> **Task instructions**
a – Translate this sentence from the guide on forecasting question formats into Spanish: "Use when the outcome space has meaningful natural categories."
b – From the guide on forecasting question formats, return the part between "Use this unless" and "always trains better.", inclusive.
c – Carry the guide on forecasting question formats further, picking up after its final line.

> **Text provided**
--
Binary — default for forecasting

"Will X happen before date Y?" — yes/no.

Use this unless there's a specific reason not to. Binary gives:

Cleanest training signal — unambiguous 0/1 label
Highest labeling reliability via web search
Best calibration properties for GRPO/RL fine-tuning
Highest data yield (more labelable questions per seed)

When a user's goal seems numeric ("predict the star count"), try reframing as binary first: "Will the repo exceed 1000 stars within 7 days?" — this almost always trains better.

Multiple choice — when outcomes are naturally discrete

"Which range will X fall into? A) <100 B) 100–500 C) 500–2000 D) 2000+"

Use when the outcome space has meaningful natural categories. But:

Equal-frequency buckets (e.g. quartiles from historical data), not equal-width — avoids class imbalance, gives the model an even training signal
Cap at 4 choices; more options increases labeling noise and model confusion
If binary can express the same decision, prefer binary

Numeric — only when relative magnitude matters; always normalize

"Predict the exact star count 7 days post-launch."
--
Items from a dataset:
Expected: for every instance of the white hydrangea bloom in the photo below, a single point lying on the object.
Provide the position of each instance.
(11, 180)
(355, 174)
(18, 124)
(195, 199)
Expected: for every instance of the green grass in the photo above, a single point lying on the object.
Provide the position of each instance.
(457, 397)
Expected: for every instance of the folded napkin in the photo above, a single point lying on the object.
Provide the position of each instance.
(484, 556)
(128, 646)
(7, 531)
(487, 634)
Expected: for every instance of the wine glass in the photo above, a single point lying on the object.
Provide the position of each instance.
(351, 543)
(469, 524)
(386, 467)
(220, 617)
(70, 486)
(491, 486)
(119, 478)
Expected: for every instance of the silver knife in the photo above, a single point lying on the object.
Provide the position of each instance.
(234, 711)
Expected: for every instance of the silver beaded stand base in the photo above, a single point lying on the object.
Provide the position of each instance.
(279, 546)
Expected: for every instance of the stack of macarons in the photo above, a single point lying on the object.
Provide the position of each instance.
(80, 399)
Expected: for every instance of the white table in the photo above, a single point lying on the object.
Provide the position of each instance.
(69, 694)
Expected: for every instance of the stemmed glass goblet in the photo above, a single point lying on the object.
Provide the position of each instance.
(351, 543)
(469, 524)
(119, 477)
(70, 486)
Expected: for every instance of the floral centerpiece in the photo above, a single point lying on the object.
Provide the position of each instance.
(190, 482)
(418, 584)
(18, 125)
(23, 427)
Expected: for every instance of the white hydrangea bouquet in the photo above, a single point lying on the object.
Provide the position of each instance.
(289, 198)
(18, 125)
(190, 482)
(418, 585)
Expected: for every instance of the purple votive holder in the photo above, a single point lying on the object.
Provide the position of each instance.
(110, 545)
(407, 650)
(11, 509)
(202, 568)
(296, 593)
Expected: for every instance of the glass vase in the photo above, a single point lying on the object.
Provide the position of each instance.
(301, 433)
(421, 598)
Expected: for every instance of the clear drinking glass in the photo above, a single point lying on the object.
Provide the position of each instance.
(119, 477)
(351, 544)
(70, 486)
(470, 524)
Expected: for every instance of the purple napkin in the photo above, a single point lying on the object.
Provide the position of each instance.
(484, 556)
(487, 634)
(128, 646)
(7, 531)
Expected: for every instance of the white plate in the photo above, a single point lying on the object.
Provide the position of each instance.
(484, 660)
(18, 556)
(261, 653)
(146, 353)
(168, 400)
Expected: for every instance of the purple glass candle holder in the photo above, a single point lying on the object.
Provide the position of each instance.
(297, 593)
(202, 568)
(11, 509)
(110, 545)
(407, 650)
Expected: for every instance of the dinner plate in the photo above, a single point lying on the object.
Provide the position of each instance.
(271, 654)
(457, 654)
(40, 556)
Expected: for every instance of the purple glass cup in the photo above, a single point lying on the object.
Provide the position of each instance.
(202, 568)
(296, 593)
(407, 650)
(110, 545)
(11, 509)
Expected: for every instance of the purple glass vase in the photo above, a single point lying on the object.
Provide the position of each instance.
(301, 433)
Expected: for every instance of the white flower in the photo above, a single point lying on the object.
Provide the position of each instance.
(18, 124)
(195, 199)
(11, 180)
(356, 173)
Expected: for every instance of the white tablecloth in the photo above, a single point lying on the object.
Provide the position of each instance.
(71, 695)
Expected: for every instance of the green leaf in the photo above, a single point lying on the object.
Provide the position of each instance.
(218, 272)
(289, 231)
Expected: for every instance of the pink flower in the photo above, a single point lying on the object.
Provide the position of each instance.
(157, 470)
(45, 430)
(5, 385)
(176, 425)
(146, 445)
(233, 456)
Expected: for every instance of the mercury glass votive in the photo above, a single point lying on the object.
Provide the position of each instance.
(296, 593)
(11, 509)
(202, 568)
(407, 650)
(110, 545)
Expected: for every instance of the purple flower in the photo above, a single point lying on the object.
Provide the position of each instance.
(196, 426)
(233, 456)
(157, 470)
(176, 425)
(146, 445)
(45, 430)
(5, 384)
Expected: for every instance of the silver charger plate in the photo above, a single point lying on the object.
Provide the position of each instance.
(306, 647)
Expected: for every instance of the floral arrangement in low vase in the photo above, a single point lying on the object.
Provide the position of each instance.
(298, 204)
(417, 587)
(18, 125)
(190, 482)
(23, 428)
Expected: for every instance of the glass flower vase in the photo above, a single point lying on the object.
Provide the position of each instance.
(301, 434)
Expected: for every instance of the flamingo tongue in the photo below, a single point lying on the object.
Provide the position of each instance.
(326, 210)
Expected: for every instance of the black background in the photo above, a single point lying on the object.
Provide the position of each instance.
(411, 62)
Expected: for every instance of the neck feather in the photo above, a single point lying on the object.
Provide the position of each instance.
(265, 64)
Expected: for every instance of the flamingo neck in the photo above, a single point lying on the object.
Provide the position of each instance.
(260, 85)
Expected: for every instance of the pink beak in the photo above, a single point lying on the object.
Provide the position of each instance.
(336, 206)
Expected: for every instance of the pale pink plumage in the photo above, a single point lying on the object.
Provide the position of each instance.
--
> **Task results**
a – Úsalo cuando el espacio de resultados tenga categorías naturales significativas.

b –
Use this unless there's a specific reason not to. Binary gives:

Cleanest training signal — unambiguous 0/1 label
Highest labeling reliability via web search
Best calibration properties for GRPO/RL fine-tuning
Highest data yield (more labelable questions per seed)

When a user's goal seems numeric ("predict the star count"), try reframing as binary first: "Will the repo exceed 1000 stars within 7 days?" — this almost always trains better.

c –
High-variance training signal. Only use when the magnitude itself is the thing being learned. Always normalize:

Distribution shape	Normalization	Example
Power-law / long tail	Log-transform: `log(1 + x)`	Star counts, view counts, revenue, prices
Relative comparison	Percentile rank within peer group	Rank vs. similar repos launched same week
Naturally bounded range	Min-max scaling to [0, 1]	Percentage, ratio, score out of 100

Raw integers are almost always a mistake — the model has no way to know if 1000 vs. 1001 is meaningful.

Free response — rarely suitable for fine-tuning

Open-ended text answers. Hard to label consistently; high variance in training signal. Reserve for evaluation/benchmarking, not training data generation.

Worked example: "predict GitHub star growth from an HN launch"

Bad: Total stars — wrong quantity entirely. Conflates "repo was already popular before the post" with "grew because of HN". Never use absolute follower/star counts as a prediction target.

Caution: Stars gained in 7 days (raw numeric) — right quantity, wrong format. Power-law distributed: a few posts drive thousands of stars, most drive tens. Raw regression is badly calibrated and hard to label reliably.

Better: log(1 + stars_gained_7d) (normalized numeric) — tames the long tail. But you still have a regression problem and labeling noise. Use only if you specifically need the magnitude.

Good: Binary — simplest good option. Pick a meaningful threshold (e.g. median star growth for HN posts, ~100 stars in 7 days) and frame as: "Will this HN post drive 100+ GitHub stars within 7 days?" Clean 0/1 signal, easy to label, trains well.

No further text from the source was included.